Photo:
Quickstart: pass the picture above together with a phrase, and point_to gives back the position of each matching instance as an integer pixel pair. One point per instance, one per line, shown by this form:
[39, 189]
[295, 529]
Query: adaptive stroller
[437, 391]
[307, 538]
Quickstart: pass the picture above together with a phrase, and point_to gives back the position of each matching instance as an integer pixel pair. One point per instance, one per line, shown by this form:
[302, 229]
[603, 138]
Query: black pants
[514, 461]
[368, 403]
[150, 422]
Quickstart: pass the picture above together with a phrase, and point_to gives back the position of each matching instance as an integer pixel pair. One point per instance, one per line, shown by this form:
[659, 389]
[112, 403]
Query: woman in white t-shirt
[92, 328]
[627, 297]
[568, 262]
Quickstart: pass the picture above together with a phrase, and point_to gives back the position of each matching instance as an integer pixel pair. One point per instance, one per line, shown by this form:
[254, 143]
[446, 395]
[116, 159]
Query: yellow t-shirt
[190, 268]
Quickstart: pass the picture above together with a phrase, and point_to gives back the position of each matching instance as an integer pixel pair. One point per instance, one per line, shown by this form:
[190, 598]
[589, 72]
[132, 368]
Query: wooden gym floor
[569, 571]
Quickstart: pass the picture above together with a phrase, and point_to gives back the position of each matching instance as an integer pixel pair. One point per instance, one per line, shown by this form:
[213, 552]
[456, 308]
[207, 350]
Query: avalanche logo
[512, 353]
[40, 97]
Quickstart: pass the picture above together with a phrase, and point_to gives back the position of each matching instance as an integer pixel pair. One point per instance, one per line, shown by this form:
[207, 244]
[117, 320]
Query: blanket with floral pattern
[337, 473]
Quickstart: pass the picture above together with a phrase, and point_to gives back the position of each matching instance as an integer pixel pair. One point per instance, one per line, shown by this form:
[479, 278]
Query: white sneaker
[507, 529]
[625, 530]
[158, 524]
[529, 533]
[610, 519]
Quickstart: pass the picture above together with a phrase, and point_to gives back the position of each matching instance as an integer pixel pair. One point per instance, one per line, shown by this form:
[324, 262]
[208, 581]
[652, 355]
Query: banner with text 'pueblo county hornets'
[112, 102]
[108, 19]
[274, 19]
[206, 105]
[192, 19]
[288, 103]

····················

**Activity**
The lines above need to be restated word for word, all of them.

**Reply to the task**
Photo:
Quickstart: pass the picture above together with a phrase, and point_to gives back the position of each matching instance as an integer pixel pair. One point per instance, one per line, shown by this form:
[39, 189]
[295, 529]
Query: adaptive stroller
[437, 391]
[307, 538]
Quickstart: pass the picture above together with a phrase, and point_to gives back the position of each matching instance as an integer pixel pair. One point per instance, one per line, shown by this form:
[302, 229]
[603, 138]
Query: black pants
[514, 461]
[368, 403]
[150, 422]
Quickstart: pass the picture above together with a phrase, and point_to gives back the position of each matching instance as an integer pixel pair. One point per instance, one per line, shown by this form:
[659, 389]
[112, 403]
Query: woman in white t-shirt
[92, 328]
[627, 297]
[568, 262]
Quickstart: pass the picture above together with a phrase, and point_to gives back the position of each matching instance as an integer pixel pair. One point per instance, one per line, shown by this form:
[254, 143]
[446, 395]
[116, 159]
Query: yellow t-shirt
[190, 268]
Quickstart: pass the picture above together with a phrase, and point_to gives back the position of each matching instance as an integer pixel pair. One point per instance, one per line, shown by this form:
[190, 598]
[589, 72]
[132, 368]
Query: wooden gym floor
[569, 571]
Quickstart: pass the picture above together with a phrase, and point_to gives back the position of each matching instance as an integer pixel pair. One point per instance, one per line, shown by this form:
[213, 552]
[456, 308]
[207, 350]
Query: avalanche logo
[512, 353]
[40, 97]
Quickstart: pass the picture above together with a phrase, and point_to gives back the position of each matching instance as an integer pixel pair. One point per instance, one per line, shown by this form:
[207, 244]
[117, 320]
Query: blanket with floral pattern
[337, 473]
Quickstart: pass the picture above together with a phrase, and point_to gives back the position of each matching instance as an integer pixel pair. One point per instance, one per line, shown by this form:
[479, 278]
Query: white sneaker
[507, 529]
[625, 530]
[158, 524]
[529, 533]
[610, 519]
Quickstart: pass the picture above together with a phrase, and point_to gives back the position of each matching instance as an integer pixel pair. One point per instance, one per line, shown by this form:
[324, 262]
[208, 581]
[652, 355]
Query: banner with text 'pueblo county hornets'
[112, 102]
[108, 19]
[274, 19]
[206, 105]
[192, 19]
[288, 103]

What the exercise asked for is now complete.